Return every line from the records below in which the word "race" is found.

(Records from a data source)
>>>>
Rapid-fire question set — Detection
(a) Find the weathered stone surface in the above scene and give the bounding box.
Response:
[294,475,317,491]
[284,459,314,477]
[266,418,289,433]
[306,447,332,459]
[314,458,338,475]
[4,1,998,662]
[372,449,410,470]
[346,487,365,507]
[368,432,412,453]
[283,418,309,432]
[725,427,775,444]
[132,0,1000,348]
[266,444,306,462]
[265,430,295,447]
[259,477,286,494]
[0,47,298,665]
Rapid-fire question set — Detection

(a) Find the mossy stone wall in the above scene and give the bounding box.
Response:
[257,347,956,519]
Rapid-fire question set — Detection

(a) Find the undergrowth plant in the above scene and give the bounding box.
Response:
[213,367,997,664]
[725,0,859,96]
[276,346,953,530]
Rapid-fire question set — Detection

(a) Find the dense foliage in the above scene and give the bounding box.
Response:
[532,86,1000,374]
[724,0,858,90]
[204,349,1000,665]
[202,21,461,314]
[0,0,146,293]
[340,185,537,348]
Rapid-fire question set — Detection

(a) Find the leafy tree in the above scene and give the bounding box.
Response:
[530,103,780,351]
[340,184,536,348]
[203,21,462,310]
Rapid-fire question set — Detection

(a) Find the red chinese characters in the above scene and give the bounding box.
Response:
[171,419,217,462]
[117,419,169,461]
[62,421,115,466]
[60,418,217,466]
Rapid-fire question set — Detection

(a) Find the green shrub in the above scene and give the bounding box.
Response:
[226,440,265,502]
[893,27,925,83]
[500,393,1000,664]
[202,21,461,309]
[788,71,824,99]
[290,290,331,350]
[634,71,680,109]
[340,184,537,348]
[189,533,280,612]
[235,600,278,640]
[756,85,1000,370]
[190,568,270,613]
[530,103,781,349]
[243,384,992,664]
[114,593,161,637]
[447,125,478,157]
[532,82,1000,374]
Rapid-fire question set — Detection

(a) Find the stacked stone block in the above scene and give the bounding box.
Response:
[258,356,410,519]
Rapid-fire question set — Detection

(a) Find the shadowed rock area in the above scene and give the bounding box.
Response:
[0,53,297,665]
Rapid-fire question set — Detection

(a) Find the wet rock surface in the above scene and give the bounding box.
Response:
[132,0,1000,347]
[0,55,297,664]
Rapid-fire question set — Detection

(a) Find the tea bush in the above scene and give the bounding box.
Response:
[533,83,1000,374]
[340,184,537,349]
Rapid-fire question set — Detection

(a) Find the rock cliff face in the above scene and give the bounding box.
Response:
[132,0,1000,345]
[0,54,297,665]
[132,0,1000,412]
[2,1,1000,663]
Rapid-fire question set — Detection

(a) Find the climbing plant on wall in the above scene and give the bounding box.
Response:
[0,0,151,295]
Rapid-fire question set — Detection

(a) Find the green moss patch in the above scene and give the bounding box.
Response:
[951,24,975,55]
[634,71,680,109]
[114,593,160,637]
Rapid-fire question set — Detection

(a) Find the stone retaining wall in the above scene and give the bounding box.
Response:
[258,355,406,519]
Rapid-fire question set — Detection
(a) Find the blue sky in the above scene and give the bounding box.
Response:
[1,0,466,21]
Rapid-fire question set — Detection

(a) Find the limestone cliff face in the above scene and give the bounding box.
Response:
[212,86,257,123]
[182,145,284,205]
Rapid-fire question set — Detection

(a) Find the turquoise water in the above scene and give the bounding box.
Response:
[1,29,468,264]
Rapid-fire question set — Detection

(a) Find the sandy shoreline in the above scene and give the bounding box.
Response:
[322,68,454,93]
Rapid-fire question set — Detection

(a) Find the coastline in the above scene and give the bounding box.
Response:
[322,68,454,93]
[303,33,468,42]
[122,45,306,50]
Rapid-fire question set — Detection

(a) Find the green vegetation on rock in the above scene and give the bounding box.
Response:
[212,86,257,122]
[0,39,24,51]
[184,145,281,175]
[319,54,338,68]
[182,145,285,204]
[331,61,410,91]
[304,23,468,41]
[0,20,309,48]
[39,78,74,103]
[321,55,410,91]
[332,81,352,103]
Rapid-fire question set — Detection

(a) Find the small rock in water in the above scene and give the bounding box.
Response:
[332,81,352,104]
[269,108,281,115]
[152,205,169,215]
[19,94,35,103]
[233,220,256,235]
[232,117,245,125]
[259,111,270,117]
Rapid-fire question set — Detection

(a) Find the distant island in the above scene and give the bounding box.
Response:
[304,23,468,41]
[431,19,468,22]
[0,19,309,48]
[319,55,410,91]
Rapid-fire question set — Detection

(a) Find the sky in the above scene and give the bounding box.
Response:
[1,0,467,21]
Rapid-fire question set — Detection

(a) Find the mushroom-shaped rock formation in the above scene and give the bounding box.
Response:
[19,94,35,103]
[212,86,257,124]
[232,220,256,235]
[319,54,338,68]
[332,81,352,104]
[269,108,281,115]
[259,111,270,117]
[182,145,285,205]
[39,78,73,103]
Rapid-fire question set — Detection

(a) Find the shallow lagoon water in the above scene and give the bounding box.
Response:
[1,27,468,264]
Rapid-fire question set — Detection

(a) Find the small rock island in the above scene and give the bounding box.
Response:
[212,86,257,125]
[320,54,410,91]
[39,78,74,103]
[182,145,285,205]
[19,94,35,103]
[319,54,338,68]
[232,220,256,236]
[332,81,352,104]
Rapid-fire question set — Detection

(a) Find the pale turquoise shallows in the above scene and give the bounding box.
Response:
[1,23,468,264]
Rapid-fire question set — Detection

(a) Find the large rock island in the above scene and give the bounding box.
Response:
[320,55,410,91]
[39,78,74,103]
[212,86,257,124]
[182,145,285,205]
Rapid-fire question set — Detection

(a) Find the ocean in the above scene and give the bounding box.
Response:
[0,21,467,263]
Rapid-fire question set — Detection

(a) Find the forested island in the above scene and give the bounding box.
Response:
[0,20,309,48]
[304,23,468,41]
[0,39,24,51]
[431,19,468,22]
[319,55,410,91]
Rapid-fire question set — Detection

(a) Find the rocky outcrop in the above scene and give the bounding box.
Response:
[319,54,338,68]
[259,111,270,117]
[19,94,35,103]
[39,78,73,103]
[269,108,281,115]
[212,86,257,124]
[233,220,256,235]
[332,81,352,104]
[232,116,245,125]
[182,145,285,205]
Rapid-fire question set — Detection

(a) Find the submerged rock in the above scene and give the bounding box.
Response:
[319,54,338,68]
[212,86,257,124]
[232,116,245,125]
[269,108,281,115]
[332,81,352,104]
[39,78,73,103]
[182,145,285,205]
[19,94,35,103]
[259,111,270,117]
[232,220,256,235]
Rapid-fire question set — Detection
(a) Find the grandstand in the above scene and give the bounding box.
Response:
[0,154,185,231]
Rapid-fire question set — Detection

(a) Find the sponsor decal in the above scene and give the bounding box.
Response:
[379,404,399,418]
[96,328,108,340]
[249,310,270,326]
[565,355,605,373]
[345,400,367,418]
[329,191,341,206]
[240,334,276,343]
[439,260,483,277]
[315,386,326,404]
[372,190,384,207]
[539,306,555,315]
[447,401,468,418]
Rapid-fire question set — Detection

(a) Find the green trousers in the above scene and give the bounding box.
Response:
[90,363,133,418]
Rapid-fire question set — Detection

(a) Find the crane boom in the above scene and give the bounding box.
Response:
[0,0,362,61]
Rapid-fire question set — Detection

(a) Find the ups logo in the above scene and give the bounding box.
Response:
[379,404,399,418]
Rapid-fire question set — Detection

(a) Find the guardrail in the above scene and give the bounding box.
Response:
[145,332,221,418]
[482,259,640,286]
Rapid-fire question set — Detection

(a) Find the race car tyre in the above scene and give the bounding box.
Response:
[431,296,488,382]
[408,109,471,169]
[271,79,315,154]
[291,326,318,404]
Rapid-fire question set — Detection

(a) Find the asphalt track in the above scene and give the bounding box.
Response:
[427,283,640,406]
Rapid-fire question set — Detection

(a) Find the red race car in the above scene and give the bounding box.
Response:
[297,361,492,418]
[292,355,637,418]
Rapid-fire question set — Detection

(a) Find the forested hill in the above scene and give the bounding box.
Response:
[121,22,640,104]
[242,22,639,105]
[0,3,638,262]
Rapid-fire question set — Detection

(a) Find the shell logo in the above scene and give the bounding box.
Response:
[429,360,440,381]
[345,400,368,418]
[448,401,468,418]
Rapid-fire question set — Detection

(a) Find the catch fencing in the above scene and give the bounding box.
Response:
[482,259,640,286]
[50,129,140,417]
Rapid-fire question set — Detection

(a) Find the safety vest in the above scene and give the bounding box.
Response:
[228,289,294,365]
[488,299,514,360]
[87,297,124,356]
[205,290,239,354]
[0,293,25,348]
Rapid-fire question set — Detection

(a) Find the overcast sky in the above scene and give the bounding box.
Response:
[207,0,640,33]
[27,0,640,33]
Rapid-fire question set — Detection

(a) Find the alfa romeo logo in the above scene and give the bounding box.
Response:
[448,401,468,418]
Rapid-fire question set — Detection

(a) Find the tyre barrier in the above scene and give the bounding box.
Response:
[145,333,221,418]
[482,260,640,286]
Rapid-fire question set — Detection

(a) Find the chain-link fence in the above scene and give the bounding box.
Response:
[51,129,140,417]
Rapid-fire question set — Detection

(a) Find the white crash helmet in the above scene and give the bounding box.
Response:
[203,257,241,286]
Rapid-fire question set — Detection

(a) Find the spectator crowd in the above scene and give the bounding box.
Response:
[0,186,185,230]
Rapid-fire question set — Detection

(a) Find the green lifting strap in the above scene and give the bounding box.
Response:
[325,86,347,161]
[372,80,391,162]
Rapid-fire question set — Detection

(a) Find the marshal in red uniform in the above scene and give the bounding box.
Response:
<<<<
Response:
(a) Find the race car tyre in the above scene and give the bounding box.
(a) Find the red race car in the above scene and give the bounding box.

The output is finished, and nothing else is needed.